**DIRECTION**
Copy the lines below word for word, but leave out the pictures.

** START OF ITEMS **

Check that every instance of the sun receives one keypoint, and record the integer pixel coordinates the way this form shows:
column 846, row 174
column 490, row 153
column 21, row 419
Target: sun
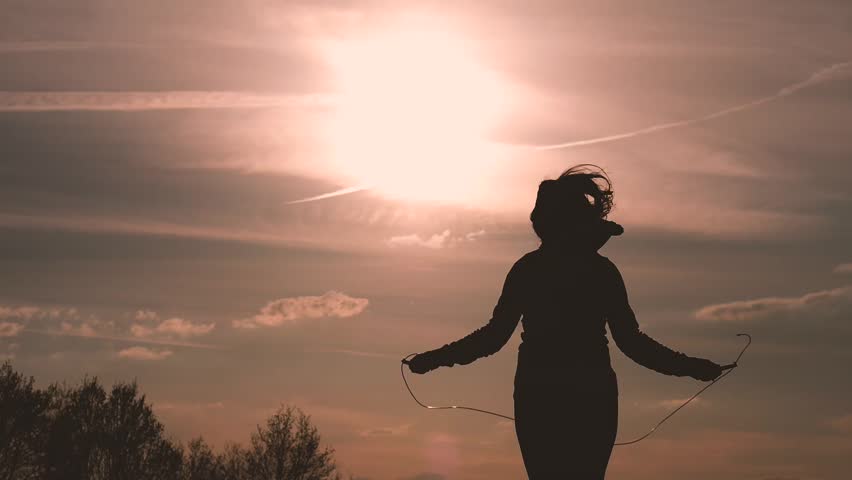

** END OF ITEMS **

**ANSWER TO THE PROBLEM**
Check that every instance of the sun receives one keypoint, and record the integer pixel coordinates the way this form shows:
column 846, row 174
column 490, row 153
column 21, row 419
Target: sun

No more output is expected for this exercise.